**Excerpt**
***
Re: [AMBER] An error during NPT/production (GPU run) from David Cerutti on 2020-12-14 (Amber Archive Dec 2020)

From: David Cerutti <dscerutti.gmail.com>
Date: Mon, 14 Dec 2020 19:31:50 -0500

Aaack! I was testing your system, thinking that I had found a point where
it reliably hits a snag and thus perhaps having a window on debugging the
code, but it seems that, instead, there is an issue with your input file.
You are running with a 3fs time step, which the code can do if you use
hydrogen mass repartitioning. The basic physics is that of a harmonic
oscillator--root of the stiffness over the mass! The higher the frequency
of the oscillation, the more rapidly you'd have to check the trajectory
lest you integrate the equation of motion wrong and have the whole thing
become unstable. With more mass, the frequency gets lower. Giving
hydrogens more mass by redistributing therefore permits a longer time step
in a stable simulation. The code can even go as long as 4fs in this
scheme, all the while SHAKE bond length constraints being part of the
integration scheme. Under typical H-mass repartitioning the hydrogen
masses becomes 3.024 (three times their standard value) and the extra 2.016
is taken from their parent C/N/O/S heavy atoms. In literature from up to
ten years ago you'll find a 2fs limit common without H-mass repartitioning,
although Shaw group and perhaps others pushed it to 2.5fs (always with a
thermostat engaged, of course). The 3fs regime with no mass repartitioning
is a sort of no-man's land. With H-mass repartitioning, it's a
conservative time step, although there are still so many other things going
on that you'd probably need a thermostat anyway. Without repartitioning,
the thing is just unstable., can keep a lid on it until your luck runs
out. It's kind of surprising that you got as far as you did with no
thermostat, but you can check the temperature to see that it is rising
steadily over the course of the simulation until it reaches 600K or more
and the thing finally breaks. Apply H-mass repartitioning using the parmed
program:

cat > HMass.in << EOF
parm (your prmtop)
***
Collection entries
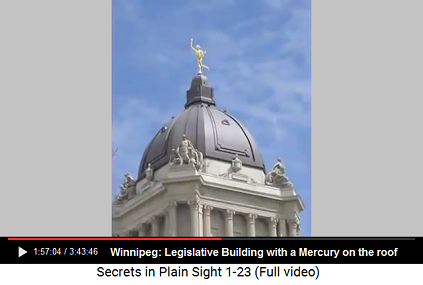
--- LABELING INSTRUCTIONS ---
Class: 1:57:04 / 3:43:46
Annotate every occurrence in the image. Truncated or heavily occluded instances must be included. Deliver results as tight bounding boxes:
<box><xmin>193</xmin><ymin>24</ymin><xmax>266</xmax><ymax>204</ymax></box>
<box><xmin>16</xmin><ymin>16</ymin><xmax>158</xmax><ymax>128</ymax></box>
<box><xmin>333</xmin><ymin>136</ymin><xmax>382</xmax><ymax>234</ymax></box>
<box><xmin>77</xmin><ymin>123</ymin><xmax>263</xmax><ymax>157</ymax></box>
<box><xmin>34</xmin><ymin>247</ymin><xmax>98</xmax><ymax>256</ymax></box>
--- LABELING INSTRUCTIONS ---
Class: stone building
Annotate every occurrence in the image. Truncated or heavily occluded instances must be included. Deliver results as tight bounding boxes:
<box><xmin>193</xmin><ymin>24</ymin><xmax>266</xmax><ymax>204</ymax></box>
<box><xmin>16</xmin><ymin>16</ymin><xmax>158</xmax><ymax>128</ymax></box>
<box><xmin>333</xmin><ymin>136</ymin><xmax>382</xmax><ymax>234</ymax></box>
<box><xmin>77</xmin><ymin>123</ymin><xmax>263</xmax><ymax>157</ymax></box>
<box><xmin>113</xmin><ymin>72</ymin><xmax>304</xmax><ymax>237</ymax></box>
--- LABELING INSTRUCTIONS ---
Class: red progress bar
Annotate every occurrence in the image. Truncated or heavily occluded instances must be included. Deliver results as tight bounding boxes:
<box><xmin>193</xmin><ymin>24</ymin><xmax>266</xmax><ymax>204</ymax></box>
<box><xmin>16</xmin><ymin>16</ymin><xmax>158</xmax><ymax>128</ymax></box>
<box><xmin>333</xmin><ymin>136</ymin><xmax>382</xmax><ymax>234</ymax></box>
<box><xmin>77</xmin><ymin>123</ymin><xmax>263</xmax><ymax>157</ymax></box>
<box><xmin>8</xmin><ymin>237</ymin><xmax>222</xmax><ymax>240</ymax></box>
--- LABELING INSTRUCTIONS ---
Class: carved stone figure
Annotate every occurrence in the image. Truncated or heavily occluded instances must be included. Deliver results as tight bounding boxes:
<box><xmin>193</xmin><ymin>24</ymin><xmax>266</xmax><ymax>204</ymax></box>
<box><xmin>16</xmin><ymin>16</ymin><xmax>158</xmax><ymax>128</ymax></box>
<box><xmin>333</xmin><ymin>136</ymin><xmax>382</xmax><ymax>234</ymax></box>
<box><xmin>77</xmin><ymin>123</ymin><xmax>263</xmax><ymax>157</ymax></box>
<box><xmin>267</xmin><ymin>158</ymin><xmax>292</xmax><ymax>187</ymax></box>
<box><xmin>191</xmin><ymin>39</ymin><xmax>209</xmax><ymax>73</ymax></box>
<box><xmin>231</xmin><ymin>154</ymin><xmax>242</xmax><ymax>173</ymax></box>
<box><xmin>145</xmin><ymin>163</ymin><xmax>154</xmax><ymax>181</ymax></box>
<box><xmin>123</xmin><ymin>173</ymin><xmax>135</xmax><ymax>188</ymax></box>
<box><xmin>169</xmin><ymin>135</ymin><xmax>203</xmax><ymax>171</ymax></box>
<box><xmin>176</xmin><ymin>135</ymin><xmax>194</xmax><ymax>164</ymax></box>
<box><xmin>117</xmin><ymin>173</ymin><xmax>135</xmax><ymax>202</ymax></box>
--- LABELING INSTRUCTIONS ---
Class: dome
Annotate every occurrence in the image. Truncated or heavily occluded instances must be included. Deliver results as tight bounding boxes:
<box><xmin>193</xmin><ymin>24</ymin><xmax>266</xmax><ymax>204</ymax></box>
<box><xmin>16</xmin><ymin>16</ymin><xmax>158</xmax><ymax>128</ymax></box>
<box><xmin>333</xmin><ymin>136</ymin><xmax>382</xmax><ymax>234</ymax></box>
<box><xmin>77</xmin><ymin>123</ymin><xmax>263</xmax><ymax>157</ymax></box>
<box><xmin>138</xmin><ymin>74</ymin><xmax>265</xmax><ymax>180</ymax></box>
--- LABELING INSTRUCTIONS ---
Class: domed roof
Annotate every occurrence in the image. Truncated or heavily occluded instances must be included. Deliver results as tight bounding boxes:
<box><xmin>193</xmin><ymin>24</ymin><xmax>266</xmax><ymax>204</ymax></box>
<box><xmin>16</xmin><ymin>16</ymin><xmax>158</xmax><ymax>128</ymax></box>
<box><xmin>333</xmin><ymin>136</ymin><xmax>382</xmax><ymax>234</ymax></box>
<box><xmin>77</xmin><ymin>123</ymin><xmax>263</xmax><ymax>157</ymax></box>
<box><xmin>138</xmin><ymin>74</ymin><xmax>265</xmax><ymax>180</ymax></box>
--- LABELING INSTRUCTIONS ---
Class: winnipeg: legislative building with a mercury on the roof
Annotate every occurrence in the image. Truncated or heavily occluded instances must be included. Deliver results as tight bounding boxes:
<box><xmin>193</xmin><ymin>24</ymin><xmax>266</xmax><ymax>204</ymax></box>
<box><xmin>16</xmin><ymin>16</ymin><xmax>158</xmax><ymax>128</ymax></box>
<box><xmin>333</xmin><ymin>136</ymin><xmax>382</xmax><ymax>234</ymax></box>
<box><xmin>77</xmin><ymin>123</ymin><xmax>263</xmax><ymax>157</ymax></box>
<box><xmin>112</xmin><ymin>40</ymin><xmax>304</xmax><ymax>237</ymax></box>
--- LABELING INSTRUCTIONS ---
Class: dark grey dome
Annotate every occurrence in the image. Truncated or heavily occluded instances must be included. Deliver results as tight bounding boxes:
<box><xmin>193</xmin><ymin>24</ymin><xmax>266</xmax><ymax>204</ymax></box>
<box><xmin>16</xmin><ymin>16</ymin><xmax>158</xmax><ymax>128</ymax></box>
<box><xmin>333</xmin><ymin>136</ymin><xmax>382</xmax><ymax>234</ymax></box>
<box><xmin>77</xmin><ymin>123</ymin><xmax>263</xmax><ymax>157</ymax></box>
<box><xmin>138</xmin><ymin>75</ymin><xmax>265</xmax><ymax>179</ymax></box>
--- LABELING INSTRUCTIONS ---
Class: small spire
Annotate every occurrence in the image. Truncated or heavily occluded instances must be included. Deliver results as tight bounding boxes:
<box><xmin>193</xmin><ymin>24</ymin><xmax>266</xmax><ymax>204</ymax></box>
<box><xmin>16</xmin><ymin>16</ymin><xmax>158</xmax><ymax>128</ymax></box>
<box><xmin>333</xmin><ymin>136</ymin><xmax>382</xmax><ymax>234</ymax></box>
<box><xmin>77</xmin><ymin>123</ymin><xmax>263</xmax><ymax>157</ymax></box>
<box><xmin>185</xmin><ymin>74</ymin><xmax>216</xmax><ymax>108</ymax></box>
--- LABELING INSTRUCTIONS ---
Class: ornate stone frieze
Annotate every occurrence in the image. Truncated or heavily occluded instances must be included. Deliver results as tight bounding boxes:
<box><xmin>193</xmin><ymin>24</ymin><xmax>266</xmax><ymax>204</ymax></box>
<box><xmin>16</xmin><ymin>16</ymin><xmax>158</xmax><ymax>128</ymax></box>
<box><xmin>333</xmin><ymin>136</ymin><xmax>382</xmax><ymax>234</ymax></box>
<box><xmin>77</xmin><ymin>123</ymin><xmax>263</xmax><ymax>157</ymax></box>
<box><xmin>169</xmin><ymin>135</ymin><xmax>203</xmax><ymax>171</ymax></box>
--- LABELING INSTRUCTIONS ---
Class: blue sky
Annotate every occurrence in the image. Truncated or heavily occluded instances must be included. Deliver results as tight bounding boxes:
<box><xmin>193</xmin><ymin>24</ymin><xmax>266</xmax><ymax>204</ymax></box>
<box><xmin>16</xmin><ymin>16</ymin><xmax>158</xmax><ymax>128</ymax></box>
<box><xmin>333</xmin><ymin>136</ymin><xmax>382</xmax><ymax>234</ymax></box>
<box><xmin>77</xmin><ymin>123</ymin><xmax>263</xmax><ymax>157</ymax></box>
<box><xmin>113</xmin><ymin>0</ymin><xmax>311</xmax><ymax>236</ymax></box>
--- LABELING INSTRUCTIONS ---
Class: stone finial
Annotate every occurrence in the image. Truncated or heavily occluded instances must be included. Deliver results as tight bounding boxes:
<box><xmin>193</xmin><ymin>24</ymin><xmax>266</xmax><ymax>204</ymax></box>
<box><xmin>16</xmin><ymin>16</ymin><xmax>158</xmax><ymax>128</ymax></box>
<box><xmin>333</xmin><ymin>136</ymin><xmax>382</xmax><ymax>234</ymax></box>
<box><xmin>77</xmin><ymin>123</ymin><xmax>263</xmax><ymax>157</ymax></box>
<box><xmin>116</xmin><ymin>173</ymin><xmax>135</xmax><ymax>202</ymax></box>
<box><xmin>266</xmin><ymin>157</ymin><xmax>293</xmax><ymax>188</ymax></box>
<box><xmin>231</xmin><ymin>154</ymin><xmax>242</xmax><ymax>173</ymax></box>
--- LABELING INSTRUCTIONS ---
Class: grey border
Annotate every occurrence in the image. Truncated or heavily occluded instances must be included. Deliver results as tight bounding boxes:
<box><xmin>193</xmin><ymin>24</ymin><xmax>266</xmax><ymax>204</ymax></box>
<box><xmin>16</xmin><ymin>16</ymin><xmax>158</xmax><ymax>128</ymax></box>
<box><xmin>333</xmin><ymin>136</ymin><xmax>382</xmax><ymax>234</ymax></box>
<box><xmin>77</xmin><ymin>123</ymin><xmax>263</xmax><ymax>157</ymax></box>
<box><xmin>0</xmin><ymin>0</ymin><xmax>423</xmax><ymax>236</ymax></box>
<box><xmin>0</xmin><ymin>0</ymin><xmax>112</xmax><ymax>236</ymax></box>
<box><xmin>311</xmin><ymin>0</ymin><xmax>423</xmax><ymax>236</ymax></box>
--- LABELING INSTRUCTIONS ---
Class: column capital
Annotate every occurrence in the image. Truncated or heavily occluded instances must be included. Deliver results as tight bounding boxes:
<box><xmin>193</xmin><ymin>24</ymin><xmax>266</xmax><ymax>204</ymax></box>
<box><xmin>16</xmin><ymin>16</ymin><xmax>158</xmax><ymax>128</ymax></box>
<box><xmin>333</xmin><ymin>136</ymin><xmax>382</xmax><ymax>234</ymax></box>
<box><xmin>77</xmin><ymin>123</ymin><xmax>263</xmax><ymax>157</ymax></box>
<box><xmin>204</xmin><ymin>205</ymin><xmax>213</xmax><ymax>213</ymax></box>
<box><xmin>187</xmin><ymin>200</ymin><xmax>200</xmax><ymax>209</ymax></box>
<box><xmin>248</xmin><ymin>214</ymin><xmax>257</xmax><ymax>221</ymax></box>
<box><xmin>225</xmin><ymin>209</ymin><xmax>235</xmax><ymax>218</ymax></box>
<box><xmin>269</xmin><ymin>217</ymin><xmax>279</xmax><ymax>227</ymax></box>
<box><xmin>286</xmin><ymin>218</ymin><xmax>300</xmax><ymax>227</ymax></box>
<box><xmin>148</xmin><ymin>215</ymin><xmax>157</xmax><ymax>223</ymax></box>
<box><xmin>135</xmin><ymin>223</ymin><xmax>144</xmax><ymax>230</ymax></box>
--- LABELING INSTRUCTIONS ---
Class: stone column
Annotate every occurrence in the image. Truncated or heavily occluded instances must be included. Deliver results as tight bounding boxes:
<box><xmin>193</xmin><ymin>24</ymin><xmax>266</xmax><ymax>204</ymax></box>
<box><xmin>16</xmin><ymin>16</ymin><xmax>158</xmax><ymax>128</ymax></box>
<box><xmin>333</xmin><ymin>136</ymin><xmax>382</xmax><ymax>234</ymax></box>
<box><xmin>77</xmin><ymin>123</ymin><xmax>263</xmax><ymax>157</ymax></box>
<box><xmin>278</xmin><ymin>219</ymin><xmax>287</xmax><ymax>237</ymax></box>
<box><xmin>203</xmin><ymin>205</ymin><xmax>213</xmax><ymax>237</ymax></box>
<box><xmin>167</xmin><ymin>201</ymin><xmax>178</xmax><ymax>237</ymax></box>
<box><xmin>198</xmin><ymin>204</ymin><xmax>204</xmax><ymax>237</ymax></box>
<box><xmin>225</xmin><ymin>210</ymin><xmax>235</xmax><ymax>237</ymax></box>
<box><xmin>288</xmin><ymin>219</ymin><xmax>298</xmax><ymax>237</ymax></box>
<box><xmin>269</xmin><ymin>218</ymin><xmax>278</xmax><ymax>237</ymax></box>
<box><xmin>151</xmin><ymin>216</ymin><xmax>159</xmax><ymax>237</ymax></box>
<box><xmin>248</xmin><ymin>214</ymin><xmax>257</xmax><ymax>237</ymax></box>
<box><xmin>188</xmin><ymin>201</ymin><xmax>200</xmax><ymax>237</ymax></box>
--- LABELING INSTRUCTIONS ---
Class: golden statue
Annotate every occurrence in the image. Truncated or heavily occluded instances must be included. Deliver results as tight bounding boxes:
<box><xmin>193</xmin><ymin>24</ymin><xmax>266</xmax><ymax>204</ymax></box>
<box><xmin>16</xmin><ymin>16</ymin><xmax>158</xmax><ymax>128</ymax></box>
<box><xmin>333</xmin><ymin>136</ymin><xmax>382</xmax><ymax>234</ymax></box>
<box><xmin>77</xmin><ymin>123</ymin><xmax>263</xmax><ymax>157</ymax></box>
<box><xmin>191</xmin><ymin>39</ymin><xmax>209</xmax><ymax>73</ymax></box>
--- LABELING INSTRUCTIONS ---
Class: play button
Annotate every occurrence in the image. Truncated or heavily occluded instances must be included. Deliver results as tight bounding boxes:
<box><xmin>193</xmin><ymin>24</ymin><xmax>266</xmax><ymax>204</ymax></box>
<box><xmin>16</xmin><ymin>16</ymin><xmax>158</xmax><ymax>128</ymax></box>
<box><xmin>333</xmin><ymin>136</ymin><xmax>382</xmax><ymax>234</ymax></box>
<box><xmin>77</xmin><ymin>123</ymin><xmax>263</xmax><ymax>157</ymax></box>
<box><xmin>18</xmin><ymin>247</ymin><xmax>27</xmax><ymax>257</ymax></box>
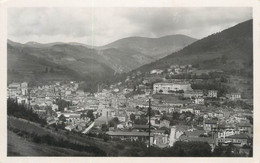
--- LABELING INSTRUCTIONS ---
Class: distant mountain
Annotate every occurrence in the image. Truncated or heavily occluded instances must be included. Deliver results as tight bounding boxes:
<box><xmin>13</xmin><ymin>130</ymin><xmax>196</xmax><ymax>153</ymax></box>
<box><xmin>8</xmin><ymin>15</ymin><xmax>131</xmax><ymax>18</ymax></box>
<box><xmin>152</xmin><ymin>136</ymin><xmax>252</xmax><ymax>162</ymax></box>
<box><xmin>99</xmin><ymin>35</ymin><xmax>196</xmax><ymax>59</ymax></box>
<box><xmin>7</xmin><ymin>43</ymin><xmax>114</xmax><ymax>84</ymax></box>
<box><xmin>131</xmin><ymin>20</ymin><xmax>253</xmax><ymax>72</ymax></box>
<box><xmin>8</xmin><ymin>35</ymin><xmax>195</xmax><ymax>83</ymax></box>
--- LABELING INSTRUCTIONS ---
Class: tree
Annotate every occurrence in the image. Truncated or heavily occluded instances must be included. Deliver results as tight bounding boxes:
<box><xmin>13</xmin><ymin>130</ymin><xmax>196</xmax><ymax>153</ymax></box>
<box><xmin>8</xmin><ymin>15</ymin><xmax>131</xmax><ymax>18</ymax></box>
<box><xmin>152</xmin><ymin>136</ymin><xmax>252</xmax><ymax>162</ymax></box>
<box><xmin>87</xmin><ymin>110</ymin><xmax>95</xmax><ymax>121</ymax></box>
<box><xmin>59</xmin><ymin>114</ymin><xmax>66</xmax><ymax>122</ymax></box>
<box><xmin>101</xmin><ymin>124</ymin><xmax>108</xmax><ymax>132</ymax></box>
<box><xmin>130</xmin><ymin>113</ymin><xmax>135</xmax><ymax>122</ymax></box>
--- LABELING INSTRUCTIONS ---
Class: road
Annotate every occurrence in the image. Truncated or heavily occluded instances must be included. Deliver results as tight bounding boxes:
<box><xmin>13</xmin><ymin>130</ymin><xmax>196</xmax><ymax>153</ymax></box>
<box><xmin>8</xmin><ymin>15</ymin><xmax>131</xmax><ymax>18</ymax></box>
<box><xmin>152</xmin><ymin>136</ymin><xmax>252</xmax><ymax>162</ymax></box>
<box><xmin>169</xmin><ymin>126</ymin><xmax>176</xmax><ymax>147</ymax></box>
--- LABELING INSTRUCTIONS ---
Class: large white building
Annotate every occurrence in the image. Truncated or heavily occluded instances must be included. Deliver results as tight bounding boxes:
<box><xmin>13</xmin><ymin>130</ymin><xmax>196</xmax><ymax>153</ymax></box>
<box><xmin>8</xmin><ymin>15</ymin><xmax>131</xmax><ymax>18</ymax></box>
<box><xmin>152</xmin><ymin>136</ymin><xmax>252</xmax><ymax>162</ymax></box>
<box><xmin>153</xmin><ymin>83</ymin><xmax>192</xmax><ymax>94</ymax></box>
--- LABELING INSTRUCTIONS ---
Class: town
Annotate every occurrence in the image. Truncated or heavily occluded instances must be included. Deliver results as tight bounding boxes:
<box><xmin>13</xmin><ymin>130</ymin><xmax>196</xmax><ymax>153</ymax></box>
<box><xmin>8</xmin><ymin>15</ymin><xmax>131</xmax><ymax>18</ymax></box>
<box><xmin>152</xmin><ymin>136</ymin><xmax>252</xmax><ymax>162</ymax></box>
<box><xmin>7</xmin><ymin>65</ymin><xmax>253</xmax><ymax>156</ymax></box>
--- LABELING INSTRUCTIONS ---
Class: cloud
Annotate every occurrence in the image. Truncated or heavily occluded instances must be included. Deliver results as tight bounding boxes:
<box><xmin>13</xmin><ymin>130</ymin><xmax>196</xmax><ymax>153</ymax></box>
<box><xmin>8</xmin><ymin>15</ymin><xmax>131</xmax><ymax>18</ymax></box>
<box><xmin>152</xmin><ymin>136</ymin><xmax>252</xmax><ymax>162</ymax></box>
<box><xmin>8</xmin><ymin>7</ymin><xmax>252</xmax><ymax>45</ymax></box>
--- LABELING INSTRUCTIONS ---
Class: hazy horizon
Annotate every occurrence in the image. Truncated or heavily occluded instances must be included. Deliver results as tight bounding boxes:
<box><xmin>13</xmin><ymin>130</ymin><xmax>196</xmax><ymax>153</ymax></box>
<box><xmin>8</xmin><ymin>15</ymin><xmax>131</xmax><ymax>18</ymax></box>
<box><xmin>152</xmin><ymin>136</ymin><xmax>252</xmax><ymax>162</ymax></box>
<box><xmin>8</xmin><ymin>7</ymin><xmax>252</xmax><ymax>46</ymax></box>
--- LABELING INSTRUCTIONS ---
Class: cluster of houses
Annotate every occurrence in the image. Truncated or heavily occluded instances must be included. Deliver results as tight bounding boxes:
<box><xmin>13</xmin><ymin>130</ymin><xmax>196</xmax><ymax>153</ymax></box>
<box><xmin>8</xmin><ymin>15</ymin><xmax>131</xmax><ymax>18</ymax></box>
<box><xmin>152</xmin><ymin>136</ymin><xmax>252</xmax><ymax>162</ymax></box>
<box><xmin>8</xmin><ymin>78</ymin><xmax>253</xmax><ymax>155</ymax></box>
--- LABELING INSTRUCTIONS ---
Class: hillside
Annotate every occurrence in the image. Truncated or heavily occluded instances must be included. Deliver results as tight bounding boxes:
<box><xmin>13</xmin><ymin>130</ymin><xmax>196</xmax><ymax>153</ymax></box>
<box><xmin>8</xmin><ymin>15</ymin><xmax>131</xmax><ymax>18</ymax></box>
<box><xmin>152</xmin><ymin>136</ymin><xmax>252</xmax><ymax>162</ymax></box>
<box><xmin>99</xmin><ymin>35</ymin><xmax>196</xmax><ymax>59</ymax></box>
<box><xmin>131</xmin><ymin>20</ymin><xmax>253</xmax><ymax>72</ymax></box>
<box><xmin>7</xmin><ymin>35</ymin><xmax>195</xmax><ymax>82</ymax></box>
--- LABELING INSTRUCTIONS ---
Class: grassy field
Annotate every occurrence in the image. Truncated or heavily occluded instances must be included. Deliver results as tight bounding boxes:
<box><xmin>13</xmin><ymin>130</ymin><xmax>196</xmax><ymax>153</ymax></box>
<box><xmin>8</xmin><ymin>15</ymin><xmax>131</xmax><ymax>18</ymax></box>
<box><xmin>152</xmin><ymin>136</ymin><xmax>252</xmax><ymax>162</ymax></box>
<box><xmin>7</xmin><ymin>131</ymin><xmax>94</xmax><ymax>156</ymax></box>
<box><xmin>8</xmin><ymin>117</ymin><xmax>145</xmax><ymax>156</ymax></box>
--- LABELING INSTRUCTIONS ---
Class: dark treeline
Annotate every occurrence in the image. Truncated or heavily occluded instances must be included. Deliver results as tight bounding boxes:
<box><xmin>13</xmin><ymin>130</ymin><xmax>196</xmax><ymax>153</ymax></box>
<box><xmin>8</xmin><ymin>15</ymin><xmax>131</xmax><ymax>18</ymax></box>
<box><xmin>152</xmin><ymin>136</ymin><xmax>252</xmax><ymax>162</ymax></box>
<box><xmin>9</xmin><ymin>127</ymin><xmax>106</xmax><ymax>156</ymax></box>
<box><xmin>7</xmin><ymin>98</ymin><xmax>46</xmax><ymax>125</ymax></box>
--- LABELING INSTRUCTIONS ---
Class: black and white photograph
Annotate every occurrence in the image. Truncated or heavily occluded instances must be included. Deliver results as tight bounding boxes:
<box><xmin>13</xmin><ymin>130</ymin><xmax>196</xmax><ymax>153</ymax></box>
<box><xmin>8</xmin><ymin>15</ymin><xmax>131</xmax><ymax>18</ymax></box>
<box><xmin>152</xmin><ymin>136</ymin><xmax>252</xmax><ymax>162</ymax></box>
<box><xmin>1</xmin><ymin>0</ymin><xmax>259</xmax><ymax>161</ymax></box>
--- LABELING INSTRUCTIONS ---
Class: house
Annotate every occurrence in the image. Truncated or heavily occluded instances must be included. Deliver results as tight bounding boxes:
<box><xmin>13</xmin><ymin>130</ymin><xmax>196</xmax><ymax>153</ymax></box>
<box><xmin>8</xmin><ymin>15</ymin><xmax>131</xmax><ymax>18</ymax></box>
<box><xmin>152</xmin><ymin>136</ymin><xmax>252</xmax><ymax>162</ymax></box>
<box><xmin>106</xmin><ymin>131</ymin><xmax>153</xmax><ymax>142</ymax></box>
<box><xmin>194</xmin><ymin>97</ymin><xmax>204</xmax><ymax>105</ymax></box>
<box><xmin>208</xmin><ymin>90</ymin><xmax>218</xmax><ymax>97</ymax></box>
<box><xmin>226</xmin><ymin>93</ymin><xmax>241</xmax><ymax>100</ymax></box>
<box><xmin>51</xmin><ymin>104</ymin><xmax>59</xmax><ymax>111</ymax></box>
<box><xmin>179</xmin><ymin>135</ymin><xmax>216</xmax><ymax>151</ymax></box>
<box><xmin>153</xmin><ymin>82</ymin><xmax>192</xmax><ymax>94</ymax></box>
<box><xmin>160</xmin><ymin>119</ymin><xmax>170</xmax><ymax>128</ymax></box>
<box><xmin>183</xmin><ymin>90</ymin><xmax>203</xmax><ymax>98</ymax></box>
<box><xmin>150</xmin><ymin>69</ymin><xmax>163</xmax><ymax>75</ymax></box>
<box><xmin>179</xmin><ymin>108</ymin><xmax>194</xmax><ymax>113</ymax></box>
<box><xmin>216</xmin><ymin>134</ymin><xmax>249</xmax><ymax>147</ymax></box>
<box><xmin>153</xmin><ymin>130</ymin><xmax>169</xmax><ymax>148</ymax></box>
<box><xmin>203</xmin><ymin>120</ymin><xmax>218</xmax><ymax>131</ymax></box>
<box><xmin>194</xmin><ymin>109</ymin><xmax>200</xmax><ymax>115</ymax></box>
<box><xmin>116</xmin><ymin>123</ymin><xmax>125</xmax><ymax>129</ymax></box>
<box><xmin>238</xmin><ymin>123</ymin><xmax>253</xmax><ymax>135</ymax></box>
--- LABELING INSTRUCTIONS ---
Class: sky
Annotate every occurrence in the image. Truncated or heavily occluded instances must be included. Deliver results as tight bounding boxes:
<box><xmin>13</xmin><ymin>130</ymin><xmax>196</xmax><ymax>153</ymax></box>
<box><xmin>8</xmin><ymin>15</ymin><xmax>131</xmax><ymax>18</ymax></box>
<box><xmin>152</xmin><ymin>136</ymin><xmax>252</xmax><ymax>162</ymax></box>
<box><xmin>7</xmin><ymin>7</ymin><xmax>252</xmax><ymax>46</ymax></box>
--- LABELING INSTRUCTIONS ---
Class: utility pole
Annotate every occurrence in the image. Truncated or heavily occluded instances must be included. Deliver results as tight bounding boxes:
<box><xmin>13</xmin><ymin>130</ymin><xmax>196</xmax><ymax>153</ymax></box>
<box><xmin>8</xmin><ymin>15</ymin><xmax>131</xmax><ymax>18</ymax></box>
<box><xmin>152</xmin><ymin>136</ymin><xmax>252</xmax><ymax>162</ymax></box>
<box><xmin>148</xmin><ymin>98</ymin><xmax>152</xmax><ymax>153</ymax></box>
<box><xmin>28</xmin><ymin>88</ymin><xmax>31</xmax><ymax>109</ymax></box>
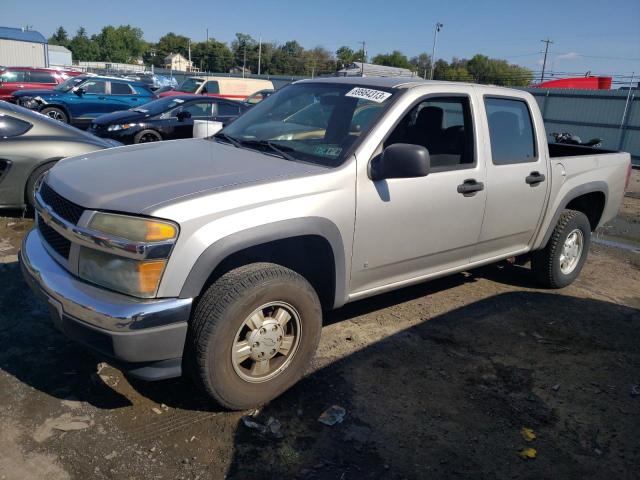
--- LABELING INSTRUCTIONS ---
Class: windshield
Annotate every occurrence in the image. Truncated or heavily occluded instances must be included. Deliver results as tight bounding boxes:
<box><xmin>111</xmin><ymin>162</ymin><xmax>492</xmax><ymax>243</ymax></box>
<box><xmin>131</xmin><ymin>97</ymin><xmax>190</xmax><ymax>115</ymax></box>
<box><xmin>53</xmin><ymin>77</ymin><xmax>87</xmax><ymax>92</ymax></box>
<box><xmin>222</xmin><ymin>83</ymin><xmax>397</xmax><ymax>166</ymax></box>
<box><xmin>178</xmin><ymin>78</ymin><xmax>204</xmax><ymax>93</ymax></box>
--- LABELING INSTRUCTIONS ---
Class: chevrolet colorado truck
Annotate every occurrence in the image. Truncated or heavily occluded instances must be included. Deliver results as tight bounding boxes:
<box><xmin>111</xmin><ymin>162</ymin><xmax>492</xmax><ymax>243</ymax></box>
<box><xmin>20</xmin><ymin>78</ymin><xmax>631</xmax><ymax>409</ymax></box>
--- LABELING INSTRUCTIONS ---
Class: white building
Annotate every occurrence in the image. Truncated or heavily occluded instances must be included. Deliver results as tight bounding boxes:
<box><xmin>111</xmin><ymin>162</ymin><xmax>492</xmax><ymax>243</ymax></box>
***
**To do**
• A. From the mailing-list reply on time steps and hydrogen mass repartitioning, write out word for word the part that opens with the words containing "Re: [AMBER] An" and closes with "your input file.".
• B. Pick up the mailing-list reply on time steps and hydrogen mass repartitioning, shown above the data, at the point where it stops, and continue it.

**Answers provided**
• A.
Re: [AMBER] An error during NPT/production (GPU run) from David Cerutti on 2020-12-14 (Amber Archive Dec 2020)

From: David Cerutti <dscerutti.gmail.com>
Date: Mon, 14 Dec 2020 19:31:50 -0500

Aaack! I was testing your system, thinking that I had found a point where
it reliably hits a snag and thus perhaps having a window on debugging the
code, but it seems that, instead, there is an issue with your input file.

• B.
HMassRepartition
parmout (your new prmtop)
EOF

${AMBERHOME}/bin/parmed < HMass.in > HMass.out

That should solve your problem. You will need to redo the simulation up to
this point, as I would not trust results when the system is heating so
rapidly and a thermostat would barely let you hang on (had you been doing
this with a thermostat engaged, I suspect that you wouldn't have even
noticed there was this serious problem). Let me know if you see anything
else, because I still have some outstanding issues that sounded a bit like
this at first and am awaiting inputs for those reports.

Dave

On Fri, Dec 11, 2020 at 9:56 AM David Cerutti <dscerutti.gmail.com> wrote:

> It seems you have made the fix correctly. The fix I suggested was
> incomplete, in that it should read:
>
> if (((objcode == ANGL_CODE || objcode == NMR3_CODE) && ispresent[2] == 0)
> ||
> (objcode == CMAP_CODE && ispresent[4] == 0)) {
>
> But, unless you have NMR3 (3-point NMR restraint) terms in your system
> this is not your problem. Simmerling is finding that the fix I suggested
> goes a long way to fixing his problem but something else is still causing
> trouble. I'll keep you posted on what I can find. Meanwhile, can you send
> me your system and run conditions in a direct email?
>
> Dave
>
>
> On Fri, Dec 11, 2020 at 8:43 AM Женя Елизарова <zheneliz147.gmail.com>
> wrote:
>
>> I've tried to change the code as you suggested, but still, this error
>> occurred. Probably, I need to change somewhere else?
>> In the attachment, there is a file, that I changed so you can check it in
>> case I did something wrong.
>>
>> Best wishes,
>> Evgenia Elizarova
>>
>> ср, 9 дек. 2020 г. в 11:50, David Cerutti <dscerutti.gmail.com>:
>>
>> > I did some investigations on a separate topic, and systems set up with
>> > ff19SB may fail for reasons relating to a bug in the bond work unit
>> > allocation when CMAPs are involved. I will be patching the code ASAP,
>> but
>> > in lieu of the patch you can go into ${AMBERHOME}/src/pmemd/src/cuda/
>> and
>> > access the file bondRemap.cpp. This is a problem with how the host
>> sets up
>> > the tables for the GPU to execute, but the fix is to look at or about
>> line
>> > 395 and change the code block starting there to:
>> >
>> > if (objcode == ANGL_CODE || objcode == NMR3_CODE || objcode ==
>> CMAP_CODE)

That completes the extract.